The Food and Drug Administration (FDA) has said it is increasing its efforts to ensure the safety of fish and seafood from the Gulf of Mexico, and has released new guidance for industry.
The National Oceanic and Atmospheric Administration (NOAA) and the FDA have released a joint statement outlining how they plan to tackle seafood safety issues related to the ongoing oil spill in the region. Specifically, the plan includes precautionary closures of fishing areas, increased testing of seafood samples, and a protocol for reopening affected areas of the Gulf.
Undersecretary of commerce for oceans and atmosphere and NOAA administrator Dr. Jane Lubchenco said: “Closing harvest waters that could be exposed to oil protects the public from potentially contaminated seafood because it keeps the product from entering the food supply. Combining the expertise of NOAA and FDA is the best way to use our scientific abilities to help the American people in this emergency."

§ **Data excerpts**:
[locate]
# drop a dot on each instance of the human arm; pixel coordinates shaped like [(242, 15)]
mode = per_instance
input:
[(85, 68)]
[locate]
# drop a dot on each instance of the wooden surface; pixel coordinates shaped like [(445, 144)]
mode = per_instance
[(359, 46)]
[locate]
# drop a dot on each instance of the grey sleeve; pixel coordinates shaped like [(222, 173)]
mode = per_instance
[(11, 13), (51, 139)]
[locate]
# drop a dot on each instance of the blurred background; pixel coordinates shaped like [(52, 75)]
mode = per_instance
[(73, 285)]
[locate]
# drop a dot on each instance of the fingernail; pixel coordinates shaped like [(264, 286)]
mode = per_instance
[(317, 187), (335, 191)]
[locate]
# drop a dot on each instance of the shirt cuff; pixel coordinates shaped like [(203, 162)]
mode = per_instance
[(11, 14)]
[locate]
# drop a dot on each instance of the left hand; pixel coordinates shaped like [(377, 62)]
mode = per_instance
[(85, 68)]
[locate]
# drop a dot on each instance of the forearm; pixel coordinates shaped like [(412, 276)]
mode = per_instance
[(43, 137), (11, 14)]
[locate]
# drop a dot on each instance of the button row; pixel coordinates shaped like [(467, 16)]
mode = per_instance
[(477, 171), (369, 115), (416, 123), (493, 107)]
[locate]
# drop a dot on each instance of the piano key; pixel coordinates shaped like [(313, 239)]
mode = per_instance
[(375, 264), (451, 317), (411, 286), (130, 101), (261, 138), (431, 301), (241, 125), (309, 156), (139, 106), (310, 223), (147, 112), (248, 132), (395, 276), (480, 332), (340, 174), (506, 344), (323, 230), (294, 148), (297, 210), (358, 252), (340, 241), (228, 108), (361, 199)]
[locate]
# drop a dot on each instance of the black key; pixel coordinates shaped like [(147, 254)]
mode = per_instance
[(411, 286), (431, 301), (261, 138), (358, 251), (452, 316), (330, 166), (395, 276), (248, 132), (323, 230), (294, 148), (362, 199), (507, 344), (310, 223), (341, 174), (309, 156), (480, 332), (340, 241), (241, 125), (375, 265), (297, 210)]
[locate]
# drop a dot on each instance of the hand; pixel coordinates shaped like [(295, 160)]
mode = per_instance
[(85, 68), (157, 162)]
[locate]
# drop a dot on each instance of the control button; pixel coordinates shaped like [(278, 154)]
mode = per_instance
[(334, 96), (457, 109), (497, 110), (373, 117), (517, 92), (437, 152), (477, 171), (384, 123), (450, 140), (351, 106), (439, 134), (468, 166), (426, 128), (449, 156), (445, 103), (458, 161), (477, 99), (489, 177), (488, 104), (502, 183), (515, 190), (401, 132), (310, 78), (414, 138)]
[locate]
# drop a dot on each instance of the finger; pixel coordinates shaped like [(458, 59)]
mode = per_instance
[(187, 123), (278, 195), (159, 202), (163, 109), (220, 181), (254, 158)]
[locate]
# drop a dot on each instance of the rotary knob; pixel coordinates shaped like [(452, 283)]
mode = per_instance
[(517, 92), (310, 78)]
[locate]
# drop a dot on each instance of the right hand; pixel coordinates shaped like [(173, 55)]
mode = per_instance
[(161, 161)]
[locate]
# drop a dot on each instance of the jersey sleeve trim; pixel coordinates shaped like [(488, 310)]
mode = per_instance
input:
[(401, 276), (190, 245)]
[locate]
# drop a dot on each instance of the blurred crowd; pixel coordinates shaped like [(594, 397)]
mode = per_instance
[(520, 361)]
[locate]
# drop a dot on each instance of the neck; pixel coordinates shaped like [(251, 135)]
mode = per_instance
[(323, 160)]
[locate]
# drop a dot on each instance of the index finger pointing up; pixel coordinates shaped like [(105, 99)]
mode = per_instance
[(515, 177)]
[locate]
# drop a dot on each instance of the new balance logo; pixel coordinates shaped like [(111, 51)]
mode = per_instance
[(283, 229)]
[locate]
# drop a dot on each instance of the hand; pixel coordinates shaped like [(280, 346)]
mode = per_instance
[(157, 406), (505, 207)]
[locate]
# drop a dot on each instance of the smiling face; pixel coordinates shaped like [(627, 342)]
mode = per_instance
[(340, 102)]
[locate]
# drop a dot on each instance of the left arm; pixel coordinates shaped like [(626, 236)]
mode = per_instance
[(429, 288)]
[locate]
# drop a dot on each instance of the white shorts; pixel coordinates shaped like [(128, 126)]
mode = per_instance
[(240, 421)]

§ **Tasks to perform**:
• A. List every measure that the seafood safety text says the joint plan includes.
• B. According to the seafood safety text, is each statement true? (i) The FDA has released new guidance for industry. (ii) Jane Lubchenco heads the FDA. (iii) The joint statement came from the FDA and NOAA. Answer yes or no for each, and quote the deciding words.

§ **Solutions in order**:
• A.
- precautionary closures of fishing areas
- increased testing of seafood samples
- a protocol for reopening affected areas of the Gulf

• B.
(i) Yes: "has released new guidance for industry"
(ii) No: "NOAA administrator Dr. Jane Lubchenco"
(iii) Yes: "The National Oceanic and Atmospheric Administration (NOAA) and the FDA have released a joint statement"